__Passage given__
>> begin
# Spark Plugs?



## NJG8GT (Nov 14, 2007)

Has anyone done any research on aftermarket "performance" spark plugs? I mean there are so many differnt plugs, gold, silver, platinum, titanium, kryptonyte. I was just wondering if it would be worth changing for any performance gain, and if so, what are the best plugs out there now? Or is this a question like the tornado fuel savor or turbonator? Thanks.


----------



## fergyflyer (Apr 18, 2005)

My C6 Vette was part of a dyno test for Pulstar Spark plugs. They are a spark plug that uses a capacitor to release a bunch more energy than a regular spark plug. 

Here's what the dyno told us. The stock LS2 spark plugs with 25,000 miles on them were the worst. The $25 per spark plug Pulstars were good for about 7 hp or about 2.5% increase in power. This was in a controlled enviroment with the temperature and humidity mostly constant, less than 2 degrees and 5% humidity variance. 

They then put in NGK TR55's that cost $2-$3 buck a plug and got a 5 hp increase over the Pulstar plugs. There was a lot less timing being pulled by the computer and it set up better and was more consistant over the full rpm range of the dyno pull.

The car after mine was a heads and cam car with a heavy cam. It had NGK's in it for the base test and it did the reverse of mine. It gained about 5 hp with the Pulstar plugs over the NGK's. The NGK's that were in the heads and cam car had about 15,000 miles on them so that might account for part of the difference, but the Pulstar plugs were better for that car and it's tune. The question you have to ask is, is it worth $200 to get a car that puts 415 hp to put an extra 5 hp to the ground. 

In my opinion, get NGK's and change them every 15,000 miles and you will be ahead of the game. You probably could go 30,000 on the NGK's and be ahead still but that would be the most I'd run the NGK's for. If you want to put a plug in and forget about it for a 100k keep the stock plugs in. 

They also did the same tests on a couple other cars and found that lower compression vehicles were help considerably with the Pulstar plug. A fox body 5.0 Mustang that was all stock gained 16 hp with the Pulstar plugs. A 4.3 V6 S-10 gained 19hp. 

The Pulstar plug is a more intense spark and that ignites more fuel quicker which causes a faster flame front travel. Basically it's the same thing as advancing your timing. The problem with higher compression vehicles is that the computer detects the faster flame front as pre ignition and retards the timing killing some or all of the benefit. 

They also got 7 hp on an Ecotech in a Malibu. 14 more hp on a Ford F-150 with the 5.4 V8. The 4.6 Mustang was a minimal gain, something like 2-3 hp.


----------



## NJG8GT (Nov 14, 2007)

*okay*



fergyflyer said:


> My C6 Vette was part of a dyno test for Pulstar Spark plugs. They are a spark plug that uses a capacitor to release a bunch more energy than a regular spark plug.
> 
> Here's what the dyno told us. The stock LS2 spark plugs with 25,000 miles on them were the worst. The $25 per spark plug Pulstars were good for about 7 hp or about 2.5% increase in power. This was in a controlled enviroment with the temperature and humidity mostly constant, less than 2 degrees and 5% humidity variance.
>> end
__Records supplied__
>> begin
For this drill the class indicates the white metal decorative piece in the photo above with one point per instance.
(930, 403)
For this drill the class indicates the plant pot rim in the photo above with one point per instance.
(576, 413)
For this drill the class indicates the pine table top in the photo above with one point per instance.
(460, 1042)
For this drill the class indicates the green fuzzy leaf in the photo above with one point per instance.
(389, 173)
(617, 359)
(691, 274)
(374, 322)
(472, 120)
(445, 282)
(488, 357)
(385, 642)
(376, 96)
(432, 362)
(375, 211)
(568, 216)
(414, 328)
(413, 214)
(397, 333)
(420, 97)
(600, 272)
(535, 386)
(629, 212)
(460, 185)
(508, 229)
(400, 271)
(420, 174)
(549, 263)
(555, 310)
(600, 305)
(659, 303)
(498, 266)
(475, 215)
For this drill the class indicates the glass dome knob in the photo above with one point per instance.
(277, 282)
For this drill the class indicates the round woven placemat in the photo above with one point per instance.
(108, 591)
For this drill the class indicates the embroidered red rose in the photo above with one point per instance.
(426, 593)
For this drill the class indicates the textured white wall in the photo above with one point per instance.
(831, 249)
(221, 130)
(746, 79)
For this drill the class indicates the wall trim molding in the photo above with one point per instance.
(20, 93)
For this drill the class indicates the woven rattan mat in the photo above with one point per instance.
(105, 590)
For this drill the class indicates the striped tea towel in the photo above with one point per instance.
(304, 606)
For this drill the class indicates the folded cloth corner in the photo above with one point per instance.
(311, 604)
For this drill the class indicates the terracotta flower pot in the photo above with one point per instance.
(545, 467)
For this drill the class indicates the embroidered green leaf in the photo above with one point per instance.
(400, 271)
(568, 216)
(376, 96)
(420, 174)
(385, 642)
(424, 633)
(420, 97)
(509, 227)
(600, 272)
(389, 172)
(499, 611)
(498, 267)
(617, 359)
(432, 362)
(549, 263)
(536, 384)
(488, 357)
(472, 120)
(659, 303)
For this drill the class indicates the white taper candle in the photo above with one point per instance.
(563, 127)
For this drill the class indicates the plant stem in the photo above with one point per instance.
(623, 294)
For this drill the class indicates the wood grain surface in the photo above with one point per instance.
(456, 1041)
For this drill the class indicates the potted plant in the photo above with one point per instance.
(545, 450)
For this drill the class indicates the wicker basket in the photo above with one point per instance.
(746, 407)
>> end
__What you will do__
1 > In the spark plug thread, how many horsepower did the all-stock fox body 5.0 Mustang gain with the Pulstar plugs?
2 > Please echo the listing's lines, starting with the line that contains "For this drill the class indicates the plant pot" and going on through the line that contains "(460, 1042)".

__Answers provided__
1 > 16 hp

2 >
For this drill the class indicates the plant pot rim in the photo above with one point per instance.
(576, 413)
For this drill the class indicates the pine table top in the photo above with one point per instance.
(460, 1042)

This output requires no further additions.